EXCERPTED TEXT:
___

Abstract
It is important that macromarketers understand how income and wealth inequality affect the way people think, live, and die. It is also important that they understand the source(s) of that inequality. This paper discusses how the power elite and the rich used the law to strategically withhold from the bottom 99 percent of the population the wealth generated in the post-World War II economy. This included more than a dozen specific stealth activities the U.S. government enacted from 1970 to 2010, although only a few are highlighted in this commentary. These activities created a Program of Welfare for the Wealthy that worked against the general welfare of the American people. We refer to these as stealth activities because much of what happens in government occurs behind the scenes, in the dark.
Keywords
The United States prides itself on being governed by the rule of law, as do other liberal democracies. The argument below is that, beginning in the 1970s, the law has been used by the power elite and the rich to regain the incomes and wealth that they had lost between the 1920s and the 1970s as a result of programs and policies enacted during the Democratic administrations of Franklin Delano Roosevelt (1933–1945) and Harry S. Truman (1945–1953).

___

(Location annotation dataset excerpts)
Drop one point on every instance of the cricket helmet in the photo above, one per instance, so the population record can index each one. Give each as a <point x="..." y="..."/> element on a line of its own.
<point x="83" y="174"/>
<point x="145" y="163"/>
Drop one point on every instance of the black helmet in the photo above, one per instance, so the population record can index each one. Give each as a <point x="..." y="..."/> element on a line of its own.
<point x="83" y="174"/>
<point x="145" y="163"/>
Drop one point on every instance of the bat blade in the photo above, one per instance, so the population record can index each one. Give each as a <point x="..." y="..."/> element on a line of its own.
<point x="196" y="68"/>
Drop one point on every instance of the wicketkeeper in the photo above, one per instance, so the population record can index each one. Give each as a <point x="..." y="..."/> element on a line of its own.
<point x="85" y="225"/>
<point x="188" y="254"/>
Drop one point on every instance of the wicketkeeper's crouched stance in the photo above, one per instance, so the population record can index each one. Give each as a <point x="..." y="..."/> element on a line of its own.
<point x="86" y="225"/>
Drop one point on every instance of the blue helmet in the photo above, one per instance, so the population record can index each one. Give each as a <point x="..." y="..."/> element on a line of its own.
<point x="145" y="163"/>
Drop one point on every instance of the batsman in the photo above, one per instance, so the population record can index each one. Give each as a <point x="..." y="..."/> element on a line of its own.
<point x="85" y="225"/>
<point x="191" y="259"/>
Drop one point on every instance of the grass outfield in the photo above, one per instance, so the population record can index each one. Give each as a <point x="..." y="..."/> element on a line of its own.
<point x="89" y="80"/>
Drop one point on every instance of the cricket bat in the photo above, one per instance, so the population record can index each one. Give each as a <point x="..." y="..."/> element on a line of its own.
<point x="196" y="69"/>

___

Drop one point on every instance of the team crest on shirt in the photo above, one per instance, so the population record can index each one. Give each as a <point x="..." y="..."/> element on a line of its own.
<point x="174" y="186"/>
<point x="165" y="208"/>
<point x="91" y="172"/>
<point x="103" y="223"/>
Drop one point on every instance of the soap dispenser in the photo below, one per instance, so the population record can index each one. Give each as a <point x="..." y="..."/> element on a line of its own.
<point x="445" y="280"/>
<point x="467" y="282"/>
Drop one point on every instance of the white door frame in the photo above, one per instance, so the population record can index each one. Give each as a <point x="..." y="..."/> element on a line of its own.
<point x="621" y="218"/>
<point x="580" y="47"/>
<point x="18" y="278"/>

___

REQUIRED TASK: Write the next part of the text on how the law was used to shift income and wealth back to the rich. Pick up after its last sentence.

RESULT OF THIS EXERCISE:
From the late 1940s to the mid-1970s, ordinary people in the United States enjoyed a tremendous increase in prosperity that produced the great American middle class. That period was followed by four decades during which that great American middle class was destroyed as vast income inequality emerged in the 1970s and continued for the next 40–50 years. The present argument is that the power elite and the rich, working through and using the U.S. Government, instigated that growing income inequality.
Background: The Creation of the Great American Middle Class 1
Before the Great Depression of the 1930s, the top one percent of the U.S. population claimed about 24 percent of the income earned by everyone in the U.S. The other 99 percent claimed the remaining 76 percent (see Figure 1).

Share of the U.S. Income Going to the Top One Percent, 1913 to 2007. (Source: Reich 2011).
Presidents Roosevelt and Truman legitimized labor unions and encouraged workers to form and join them, which they did in great numbers. This resulted in better wages, benefits, and working conditions. As union membership increased, the share of the nation's income of the top one percent declined from the 1930s to the mid-1970s. Because non-unionized businesses had to offer competitive wages and benefits, this prosperity also extended to millions of other workers (see Figure 2).

Union Membership and U.S. Income Share of the Top One Percent. (Source: Income Inequality, a Project of the Institute for Policy Studies. (Available at https://inequality.org/facts/income-inequality/) (last accessed February 22, 2023).
The result of that prosperity was that by 1976 the top one percent of the population claimed only nine percent of the nation's earnings, down from 24 percent in the late 1920s, while the remaining 99 percent of the population claimed the other 91 percent of the nation's earnings, up from 76 percent.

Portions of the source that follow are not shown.